| Material shown |

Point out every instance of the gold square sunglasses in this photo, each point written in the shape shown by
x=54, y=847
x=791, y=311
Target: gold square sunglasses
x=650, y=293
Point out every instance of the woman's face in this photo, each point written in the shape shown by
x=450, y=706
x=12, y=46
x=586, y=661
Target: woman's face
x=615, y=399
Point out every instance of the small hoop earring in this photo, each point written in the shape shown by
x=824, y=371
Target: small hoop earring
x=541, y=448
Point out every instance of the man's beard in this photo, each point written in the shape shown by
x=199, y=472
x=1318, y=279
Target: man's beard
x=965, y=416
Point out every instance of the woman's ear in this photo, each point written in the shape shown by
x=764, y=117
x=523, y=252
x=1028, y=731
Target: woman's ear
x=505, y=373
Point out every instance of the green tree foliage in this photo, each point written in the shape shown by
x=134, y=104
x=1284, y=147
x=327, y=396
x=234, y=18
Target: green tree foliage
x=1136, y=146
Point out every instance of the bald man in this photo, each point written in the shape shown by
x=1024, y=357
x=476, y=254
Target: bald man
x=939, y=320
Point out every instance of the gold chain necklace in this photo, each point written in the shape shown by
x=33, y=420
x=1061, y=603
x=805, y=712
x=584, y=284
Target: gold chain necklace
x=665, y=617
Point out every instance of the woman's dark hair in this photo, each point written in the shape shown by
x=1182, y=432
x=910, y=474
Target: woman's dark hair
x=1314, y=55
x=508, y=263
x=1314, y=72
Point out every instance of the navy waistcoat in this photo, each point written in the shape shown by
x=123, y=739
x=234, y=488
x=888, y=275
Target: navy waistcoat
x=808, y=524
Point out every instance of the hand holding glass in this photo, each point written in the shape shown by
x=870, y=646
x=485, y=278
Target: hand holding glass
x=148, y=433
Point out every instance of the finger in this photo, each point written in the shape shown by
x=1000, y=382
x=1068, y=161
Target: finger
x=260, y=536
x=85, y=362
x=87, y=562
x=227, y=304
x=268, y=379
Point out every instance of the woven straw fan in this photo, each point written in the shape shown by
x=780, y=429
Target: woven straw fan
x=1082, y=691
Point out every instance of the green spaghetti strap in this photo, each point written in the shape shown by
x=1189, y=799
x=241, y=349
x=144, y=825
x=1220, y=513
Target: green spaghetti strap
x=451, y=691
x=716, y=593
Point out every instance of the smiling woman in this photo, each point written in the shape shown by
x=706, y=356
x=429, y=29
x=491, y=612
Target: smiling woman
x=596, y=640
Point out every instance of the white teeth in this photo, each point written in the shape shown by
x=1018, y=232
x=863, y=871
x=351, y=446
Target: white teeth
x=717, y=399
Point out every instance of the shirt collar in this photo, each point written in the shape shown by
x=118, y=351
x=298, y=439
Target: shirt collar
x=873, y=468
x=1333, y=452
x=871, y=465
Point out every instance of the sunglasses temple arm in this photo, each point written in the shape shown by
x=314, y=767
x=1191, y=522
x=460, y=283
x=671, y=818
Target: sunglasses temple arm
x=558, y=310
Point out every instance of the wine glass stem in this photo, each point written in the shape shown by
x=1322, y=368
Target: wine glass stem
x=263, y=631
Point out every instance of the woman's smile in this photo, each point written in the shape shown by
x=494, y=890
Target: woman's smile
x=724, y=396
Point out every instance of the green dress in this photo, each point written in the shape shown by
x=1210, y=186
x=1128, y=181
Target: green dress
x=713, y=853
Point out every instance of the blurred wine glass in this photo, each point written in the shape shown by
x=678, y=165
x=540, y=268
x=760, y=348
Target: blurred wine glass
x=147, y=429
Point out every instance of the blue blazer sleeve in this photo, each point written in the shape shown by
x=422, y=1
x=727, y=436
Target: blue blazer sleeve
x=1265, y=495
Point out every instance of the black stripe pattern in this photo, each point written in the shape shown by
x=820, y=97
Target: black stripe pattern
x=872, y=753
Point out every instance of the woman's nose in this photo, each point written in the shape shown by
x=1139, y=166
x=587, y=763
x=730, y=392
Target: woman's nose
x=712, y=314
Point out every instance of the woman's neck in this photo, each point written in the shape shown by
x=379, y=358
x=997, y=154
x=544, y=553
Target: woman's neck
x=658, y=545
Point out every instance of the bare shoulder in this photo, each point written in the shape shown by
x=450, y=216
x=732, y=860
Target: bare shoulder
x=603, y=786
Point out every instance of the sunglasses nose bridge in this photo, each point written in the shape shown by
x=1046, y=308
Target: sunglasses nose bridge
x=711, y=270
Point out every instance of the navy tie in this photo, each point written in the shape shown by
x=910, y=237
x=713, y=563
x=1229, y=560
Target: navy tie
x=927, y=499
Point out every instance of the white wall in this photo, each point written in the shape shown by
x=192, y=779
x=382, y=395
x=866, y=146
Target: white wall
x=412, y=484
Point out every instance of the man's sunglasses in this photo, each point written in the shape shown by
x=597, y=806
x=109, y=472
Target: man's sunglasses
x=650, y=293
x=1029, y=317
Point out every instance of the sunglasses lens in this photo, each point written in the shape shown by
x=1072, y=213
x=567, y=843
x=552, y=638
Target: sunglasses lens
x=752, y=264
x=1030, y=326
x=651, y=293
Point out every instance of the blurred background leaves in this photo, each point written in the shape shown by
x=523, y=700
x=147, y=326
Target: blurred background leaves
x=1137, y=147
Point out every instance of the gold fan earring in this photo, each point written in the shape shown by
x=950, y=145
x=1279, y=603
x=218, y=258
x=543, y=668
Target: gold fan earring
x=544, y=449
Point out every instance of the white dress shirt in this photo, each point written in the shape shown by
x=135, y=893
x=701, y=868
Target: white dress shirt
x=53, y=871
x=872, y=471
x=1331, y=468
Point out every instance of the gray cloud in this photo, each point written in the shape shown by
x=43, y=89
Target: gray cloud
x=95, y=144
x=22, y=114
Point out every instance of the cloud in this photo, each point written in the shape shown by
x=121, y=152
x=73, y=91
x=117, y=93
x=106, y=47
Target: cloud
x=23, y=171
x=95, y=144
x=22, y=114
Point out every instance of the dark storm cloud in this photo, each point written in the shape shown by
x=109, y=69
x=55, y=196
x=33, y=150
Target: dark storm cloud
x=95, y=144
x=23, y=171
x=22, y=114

| Exercise instructions |
Transfer the records from the start through the line holding "x=1314, y=72", inclusive, with every line kept. Add 123 to each coordinate in the points listed after each "Target:" line, and leave the sample points above each "Target:" line unchanged.

| Answer in full |
Point out every instance of the gold square sunglasses in this photo, each point written in the shape shown by
x=54, y=847
x=791, y=311
Target: gold square sunglasses
x=773, y=416
Point out every instance of the woman's face in this photo, each point written in the shape shown by
x=450, y=706
x=12, y=46
x=586, y=661
Target: woman's face
x=738, y=522
Point out every instance of the small hoop earring in this photo, each point written in the shape shown by
x=824, y=371
Target: small hoop earring
x=664, y=571
Point out every instance of the man's beard in this photo, each point written in the shape shown by
x=199, y=472
x=1318, y=279
Target: man's beard
x=1088, y=539
Point out every instance of the woman's ear in this photo, each point written in the shape shown by
x=764, y=117
x=523, y=252
x=1028, y=731
Target: woman's ear
x=628, y=496
Point out every instance of the green tree foliage in this photo, each point written in the shape shown by
x=134, y=104
x=1284, y=147
x=327, y=396
x=234, y=18
Target: green tree foliage
x=1259, y=269
Point out every instance of the bald man in this photo, each point written in the shape shown by
x=1024, y=357
x=476, y=254
Target: bald man
x=1062, y=443
Point out every instance of the gold chain necklace in this photo, each point written in the shape shown by
x=33, y=420
x=1061, y=603
x=805, y=712
x=584, y=284
Target: gold chain necklace
x=788, y=740
Point out every instance of the woman's dark hair in this photo, each point written in the shape shown by
x=1182, y=432
x=910, y=474
Target: woman's dark hair
x=1437, y=178
x=631, y=386
x=1437, y=195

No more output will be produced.